§ **Short task**
List each line of the data below that contains the word "rocky", copying every such line in full.

Point-based annotation data

★ ★ ★ ★ ★

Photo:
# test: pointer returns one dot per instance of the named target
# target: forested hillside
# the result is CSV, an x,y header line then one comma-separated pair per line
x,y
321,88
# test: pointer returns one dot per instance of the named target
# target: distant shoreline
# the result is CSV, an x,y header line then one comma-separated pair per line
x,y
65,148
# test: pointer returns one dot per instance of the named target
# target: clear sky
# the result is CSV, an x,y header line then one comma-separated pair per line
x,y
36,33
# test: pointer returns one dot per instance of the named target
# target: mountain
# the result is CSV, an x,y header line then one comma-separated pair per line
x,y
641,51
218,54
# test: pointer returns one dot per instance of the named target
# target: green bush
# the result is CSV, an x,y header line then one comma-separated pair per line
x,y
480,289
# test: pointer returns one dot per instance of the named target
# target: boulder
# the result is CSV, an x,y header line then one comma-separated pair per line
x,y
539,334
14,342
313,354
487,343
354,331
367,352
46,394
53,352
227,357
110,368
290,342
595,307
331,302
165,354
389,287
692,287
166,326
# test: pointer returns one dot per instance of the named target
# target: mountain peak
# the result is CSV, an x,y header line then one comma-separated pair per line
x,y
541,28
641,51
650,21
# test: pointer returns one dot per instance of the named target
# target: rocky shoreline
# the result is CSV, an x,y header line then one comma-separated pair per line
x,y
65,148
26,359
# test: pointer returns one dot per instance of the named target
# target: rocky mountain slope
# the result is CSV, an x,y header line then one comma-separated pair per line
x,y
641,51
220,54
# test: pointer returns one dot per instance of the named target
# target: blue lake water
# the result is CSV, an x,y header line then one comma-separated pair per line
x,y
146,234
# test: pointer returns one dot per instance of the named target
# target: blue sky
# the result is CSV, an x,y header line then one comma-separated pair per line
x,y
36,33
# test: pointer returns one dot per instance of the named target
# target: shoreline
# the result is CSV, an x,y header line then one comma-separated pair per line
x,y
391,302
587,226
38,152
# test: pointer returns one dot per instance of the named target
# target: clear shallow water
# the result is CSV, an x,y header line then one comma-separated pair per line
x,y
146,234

★ ★ ★ ★ ★

§ **Expected answer**
# target: rocky shoreline
# target: rocky mountain slope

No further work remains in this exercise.